┌──

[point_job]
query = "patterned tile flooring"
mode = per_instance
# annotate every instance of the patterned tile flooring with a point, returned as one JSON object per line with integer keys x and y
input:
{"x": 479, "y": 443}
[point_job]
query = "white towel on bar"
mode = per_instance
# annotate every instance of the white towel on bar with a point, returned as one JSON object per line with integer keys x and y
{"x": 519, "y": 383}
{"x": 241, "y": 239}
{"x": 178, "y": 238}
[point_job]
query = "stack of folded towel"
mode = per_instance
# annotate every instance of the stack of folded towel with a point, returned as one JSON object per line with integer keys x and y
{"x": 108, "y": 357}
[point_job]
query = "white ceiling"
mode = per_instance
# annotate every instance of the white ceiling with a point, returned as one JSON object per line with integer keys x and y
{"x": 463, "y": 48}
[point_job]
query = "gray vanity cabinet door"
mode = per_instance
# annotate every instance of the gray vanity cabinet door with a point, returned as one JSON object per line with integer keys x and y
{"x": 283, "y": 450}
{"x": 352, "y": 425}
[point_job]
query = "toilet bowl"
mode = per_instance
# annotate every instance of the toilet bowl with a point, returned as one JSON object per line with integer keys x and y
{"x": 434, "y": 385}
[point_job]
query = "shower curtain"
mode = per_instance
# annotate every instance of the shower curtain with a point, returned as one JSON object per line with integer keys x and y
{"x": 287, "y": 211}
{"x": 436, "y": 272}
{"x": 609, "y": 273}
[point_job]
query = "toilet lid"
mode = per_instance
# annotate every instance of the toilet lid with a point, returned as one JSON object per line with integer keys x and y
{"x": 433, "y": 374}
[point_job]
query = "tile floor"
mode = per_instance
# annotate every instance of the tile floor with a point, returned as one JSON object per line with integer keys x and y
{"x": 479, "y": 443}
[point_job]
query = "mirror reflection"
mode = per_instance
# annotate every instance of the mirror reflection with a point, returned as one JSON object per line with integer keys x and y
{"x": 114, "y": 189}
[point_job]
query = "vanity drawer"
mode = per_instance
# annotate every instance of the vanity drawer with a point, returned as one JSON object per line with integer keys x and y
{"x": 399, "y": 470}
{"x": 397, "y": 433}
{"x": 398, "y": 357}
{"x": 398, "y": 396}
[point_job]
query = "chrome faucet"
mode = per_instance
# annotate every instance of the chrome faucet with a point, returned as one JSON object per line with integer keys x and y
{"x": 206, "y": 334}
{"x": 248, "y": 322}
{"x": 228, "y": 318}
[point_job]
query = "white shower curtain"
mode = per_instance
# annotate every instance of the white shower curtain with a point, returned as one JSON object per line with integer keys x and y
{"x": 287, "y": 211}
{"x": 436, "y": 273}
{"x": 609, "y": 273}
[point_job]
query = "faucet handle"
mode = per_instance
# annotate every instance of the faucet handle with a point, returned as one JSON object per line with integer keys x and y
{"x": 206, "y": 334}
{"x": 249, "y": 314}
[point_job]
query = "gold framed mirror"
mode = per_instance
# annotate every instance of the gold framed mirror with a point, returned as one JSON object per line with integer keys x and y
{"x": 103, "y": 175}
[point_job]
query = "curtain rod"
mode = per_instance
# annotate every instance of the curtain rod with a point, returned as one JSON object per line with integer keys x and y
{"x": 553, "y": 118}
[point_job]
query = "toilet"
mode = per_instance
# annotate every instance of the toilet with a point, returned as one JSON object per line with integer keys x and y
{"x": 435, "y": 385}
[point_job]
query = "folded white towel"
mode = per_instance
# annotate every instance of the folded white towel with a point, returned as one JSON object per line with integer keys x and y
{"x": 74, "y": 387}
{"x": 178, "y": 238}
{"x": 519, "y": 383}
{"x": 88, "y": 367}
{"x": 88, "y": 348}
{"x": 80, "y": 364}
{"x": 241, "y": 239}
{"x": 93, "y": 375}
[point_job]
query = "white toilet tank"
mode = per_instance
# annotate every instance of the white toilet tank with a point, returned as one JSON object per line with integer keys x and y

└──

■ Brief:
Where does the string "tank" appear in the records above? Show every line that holds it.

■ Expected answer:
query = "white toilet tank"
# annotate every instance of the white toilet tank with a point, returned as one JSON object per line with integer keys x and y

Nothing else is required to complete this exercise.